======== GIVEN RECORDS ========
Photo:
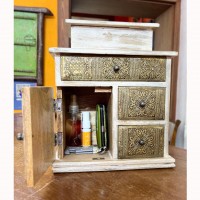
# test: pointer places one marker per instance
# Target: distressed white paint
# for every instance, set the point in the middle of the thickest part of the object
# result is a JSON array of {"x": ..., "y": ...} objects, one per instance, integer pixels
[
  {"x": 181, "y": 139},
  {"x": 109, "y": 38},
  {"x": 75, "y": 163},
  {"x": 70, "y": 165},
  {"x": 92, "y": 23},
  {"x": 71, "y": 51}
]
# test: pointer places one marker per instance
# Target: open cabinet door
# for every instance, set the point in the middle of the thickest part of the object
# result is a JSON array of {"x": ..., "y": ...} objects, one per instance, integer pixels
[{"x": 38, "y": 128}]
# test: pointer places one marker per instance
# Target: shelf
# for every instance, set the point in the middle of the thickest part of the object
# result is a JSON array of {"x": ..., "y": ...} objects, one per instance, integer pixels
[{"x": 111, "y": 52}]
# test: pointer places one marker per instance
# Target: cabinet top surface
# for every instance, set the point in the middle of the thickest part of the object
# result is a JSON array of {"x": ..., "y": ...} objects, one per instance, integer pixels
[
  {"x": 126, "y": 52},
  {"x": 75, "y": 22}
]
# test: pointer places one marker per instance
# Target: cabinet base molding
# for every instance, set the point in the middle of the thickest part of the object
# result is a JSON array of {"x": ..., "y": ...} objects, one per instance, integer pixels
========
Your job is to return all lines above that hold the word "cabinet".

# Target: open cabinet door
# Target: cabinet top surface
# Target: cabinet base molding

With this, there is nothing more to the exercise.